Data extracted from a collection

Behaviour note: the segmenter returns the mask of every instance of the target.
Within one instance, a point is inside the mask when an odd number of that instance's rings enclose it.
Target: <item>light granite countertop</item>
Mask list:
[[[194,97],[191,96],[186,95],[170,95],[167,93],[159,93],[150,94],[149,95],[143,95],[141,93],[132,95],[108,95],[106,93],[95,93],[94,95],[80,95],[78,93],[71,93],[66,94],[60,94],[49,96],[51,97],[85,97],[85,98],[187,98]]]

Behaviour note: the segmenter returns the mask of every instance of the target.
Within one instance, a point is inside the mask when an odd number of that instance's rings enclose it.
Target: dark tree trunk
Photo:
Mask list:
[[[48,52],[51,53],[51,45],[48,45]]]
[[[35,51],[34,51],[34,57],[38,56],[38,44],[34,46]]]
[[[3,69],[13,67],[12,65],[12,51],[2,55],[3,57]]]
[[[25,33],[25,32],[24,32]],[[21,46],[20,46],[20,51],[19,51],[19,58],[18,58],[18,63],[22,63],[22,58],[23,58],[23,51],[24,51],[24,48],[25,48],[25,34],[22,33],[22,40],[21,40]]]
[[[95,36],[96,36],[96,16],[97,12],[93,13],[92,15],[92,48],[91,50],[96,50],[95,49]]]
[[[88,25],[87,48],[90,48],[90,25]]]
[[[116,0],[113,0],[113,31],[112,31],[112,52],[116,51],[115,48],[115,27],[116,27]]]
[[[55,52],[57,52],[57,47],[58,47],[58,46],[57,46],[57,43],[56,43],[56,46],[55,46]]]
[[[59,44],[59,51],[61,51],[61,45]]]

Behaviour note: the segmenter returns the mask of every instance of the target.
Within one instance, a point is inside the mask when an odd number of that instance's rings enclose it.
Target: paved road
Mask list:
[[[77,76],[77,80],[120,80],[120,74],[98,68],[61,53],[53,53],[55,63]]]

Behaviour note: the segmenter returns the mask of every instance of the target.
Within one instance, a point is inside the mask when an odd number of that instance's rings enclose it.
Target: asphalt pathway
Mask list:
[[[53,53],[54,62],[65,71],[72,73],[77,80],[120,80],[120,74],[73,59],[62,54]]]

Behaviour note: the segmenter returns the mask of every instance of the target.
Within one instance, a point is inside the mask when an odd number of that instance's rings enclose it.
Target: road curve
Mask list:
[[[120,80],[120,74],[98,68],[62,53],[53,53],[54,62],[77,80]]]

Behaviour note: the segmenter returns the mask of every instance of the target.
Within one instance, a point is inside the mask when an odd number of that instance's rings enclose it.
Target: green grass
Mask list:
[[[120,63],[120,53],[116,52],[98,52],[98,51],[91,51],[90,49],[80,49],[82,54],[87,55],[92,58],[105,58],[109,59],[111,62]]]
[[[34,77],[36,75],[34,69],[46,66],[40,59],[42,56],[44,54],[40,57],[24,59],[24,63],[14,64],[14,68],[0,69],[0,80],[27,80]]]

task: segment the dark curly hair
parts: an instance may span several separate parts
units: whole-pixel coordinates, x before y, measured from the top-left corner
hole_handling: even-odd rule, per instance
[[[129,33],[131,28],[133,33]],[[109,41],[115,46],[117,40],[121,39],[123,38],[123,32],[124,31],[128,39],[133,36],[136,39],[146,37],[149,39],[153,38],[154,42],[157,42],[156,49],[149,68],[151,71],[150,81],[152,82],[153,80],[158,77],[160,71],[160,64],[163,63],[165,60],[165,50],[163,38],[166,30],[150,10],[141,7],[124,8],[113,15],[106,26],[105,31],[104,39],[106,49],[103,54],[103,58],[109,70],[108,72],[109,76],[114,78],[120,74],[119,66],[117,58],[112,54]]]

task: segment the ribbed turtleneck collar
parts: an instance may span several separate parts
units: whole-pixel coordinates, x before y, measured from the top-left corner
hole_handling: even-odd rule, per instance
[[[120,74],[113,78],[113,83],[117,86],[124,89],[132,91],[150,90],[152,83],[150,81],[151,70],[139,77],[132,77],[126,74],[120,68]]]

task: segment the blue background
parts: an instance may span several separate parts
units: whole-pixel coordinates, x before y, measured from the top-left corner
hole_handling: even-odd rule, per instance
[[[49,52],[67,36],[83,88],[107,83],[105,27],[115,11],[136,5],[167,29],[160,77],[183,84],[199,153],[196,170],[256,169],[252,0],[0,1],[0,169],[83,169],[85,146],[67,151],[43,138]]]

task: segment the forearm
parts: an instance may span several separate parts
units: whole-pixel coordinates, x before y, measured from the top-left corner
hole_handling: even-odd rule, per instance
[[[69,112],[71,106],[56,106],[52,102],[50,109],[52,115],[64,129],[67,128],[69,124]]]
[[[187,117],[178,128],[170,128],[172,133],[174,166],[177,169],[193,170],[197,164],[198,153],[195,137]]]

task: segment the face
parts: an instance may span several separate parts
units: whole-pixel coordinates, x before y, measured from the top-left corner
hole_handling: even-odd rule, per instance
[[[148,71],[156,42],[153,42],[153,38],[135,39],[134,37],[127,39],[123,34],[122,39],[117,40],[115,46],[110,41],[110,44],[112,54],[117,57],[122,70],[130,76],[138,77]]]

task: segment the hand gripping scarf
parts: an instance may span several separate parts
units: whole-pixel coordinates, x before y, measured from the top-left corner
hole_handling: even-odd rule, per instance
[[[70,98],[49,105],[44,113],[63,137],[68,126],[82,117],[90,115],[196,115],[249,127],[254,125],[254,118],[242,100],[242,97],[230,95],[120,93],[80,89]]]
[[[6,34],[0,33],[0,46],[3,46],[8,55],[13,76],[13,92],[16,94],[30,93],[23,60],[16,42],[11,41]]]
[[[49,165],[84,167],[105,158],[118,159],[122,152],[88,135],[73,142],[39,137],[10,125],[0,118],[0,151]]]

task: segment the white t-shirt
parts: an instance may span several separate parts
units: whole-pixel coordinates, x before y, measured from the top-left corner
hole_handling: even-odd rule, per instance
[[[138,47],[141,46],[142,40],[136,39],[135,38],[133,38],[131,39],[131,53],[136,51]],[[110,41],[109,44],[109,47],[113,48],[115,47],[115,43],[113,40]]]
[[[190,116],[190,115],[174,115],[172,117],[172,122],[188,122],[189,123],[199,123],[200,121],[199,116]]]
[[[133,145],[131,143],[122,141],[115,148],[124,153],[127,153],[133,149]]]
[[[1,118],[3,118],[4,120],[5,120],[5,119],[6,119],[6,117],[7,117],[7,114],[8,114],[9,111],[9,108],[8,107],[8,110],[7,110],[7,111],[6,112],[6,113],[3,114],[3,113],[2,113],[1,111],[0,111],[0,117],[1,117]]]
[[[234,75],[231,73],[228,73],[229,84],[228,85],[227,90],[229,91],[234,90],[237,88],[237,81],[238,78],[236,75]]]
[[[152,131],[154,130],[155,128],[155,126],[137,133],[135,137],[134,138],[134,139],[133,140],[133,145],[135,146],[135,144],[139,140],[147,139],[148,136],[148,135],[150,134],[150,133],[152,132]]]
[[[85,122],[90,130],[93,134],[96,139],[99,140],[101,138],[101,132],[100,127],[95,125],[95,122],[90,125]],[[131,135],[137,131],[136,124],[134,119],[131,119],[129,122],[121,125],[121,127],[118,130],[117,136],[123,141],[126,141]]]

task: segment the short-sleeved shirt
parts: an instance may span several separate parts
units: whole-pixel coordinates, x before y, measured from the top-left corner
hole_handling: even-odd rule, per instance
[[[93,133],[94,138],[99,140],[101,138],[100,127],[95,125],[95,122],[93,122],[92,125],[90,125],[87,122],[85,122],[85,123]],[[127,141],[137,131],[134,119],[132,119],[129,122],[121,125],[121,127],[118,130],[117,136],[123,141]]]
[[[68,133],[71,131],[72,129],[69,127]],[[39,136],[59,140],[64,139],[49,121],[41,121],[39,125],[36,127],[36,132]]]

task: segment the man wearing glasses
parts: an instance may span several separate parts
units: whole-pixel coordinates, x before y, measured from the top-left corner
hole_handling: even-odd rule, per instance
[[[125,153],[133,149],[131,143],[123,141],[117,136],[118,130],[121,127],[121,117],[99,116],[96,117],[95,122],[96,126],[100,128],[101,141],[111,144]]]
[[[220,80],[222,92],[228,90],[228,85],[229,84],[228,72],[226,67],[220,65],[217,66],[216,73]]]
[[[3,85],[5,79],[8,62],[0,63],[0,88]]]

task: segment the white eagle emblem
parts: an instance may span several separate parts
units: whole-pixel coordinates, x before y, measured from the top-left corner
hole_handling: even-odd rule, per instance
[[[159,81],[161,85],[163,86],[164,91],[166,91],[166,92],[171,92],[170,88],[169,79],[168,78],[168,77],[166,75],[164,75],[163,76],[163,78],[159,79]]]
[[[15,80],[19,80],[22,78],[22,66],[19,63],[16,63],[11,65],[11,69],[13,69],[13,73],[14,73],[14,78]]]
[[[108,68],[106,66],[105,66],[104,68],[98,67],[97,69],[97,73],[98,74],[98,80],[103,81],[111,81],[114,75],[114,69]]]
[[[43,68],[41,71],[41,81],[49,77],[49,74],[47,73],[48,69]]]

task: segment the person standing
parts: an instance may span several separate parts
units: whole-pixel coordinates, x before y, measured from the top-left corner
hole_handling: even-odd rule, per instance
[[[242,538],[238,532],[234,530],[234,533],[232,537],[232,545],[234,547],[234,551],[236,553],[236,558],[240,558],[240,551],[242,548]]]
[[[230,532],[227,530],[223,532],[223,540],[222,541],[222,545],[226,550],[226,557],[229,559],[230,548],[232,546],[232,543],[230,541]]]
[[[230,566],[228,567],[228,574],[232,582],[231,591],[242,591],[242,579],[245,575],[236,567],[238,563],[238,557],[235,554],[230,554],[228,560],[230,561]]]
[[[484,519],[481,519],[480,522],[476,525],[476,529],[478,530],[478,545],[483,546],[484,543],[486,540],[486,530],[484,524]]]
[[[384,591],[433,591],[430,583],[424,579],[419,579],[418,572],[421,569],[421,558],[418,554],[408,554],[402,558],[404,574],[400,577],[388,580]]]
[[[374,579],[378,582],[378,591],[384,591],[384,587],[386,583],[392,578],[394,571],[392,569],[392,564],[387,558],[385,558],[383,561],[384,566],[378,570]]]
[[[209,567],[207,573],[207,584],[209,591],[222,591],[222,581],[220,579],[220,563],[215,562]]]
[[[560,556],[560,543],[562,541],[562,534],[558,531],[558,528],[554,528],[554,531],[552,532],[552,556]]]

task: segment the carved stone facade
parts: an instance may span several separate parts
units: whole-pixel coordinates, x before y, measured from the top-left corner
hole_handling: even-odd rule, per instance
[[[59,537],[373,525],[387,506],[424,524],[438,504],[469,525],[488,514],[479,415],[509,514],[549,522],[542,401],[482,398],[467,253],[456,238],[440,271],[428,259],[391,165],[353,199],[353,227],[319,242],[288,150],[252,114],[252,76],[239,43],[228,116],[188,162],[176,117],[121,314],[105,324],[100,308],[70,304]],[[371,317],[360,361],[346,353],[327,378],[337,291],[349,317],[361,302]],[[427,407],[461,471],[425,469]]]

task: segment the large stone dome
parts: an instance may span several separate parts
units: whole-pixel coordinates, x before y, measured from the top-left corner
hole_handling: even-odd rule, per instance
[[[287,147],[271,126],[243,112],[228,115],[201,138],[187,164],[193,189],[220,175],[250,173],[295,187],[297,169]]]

> [REQUIRED WORK]:
Reproduce every line from the one containing "task: segment the carved stone facade" through the last line of the records, requests included. Multiply each polygon vertex coordinate in the answers by 1.2 and round it to a whole number, with halves rounded up.

> [ANSWER FOR THIS EXERCISE]:
task: segment the carved stone facade
parts: an instance may span several separate parts
units: whole-pixel coordinates, x before y, measured from the top-left corner
hole_handling: even-odd rule, per instance
[[[71,644],[448,630],[464,607],[509,629],[526,605],[563,630],[586,617],[575,498],[611,617],[659,626],[650,481],[578,478],[560,304],[547,286],[528,325],[514,311],[469,198],[424,239],[424,272],[383,290],[346,180],[302,137],[302,91],[287,52],[274,139],[226,194],[211,140],[145,377],[126,389],[120,370],[84,365]],[[445,380],[432,433],[415,424],[392,454],[404,349],[419,380],[433,362]],[[512,488],[553,565],[510,563]]]

task: segment the large stone dome
parts: an instance may span several separate parts
units: whole-pixel coordinates, x before y, measured from the top-left corner
hole_handling: even-odd rule, per instance
[[[344,176],[325,151],[292,134],[274,138],[241,166],[224,197],[232,227],[264,210],[300,208],[354,224],[356,203]]]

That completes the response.